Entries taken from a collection
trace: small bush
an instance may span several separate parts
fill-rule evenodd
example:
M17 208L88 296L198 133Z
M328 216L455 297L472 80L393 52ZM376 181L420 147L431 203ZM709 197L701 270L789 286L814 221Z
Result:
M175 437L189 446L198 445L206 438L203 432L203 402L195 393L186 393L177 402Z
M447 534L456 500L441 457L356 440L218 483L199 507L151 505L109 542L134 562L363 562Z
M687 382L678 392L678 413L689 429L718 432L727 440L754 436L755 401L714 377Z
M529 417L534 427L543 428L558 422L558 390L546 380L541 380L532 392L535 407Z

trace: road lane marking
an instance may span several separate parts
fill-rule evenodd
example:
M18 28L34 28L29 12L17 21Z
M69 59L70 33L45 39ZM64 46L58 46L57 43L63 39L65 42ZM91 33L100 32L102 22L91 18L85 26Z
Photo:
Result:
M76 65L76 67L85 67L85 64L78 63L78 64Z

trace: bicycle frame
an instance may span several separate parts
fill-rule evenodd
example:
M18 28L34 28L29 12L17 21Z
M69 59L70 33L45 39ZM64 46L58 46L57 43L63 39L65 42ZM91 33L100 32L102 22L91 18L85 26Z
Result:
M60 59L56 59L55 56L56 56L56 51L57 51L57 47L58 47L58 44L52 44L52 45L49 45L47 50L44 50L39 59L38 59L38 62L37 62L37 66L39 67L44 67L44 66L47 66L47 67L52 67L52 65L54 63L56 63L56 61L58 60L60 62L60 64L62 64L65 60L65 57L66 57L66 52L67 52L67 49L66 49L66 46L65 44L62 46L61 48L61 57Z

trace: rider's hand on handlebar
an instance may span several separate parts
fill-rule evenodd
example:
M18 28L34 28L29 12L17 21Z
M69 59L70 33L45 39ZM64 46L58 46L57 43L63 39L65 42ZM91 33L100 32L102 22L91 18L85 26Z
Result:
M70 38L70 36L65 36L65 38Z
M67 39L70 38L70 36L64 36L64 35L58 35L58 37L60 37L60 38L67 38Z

Exercise description: Return, in full, every line of these entries that holds "trace".

Task response:
trace: small bush
trace: road lane marking
trace: bicycle frame
trace: rider's hand on handlebar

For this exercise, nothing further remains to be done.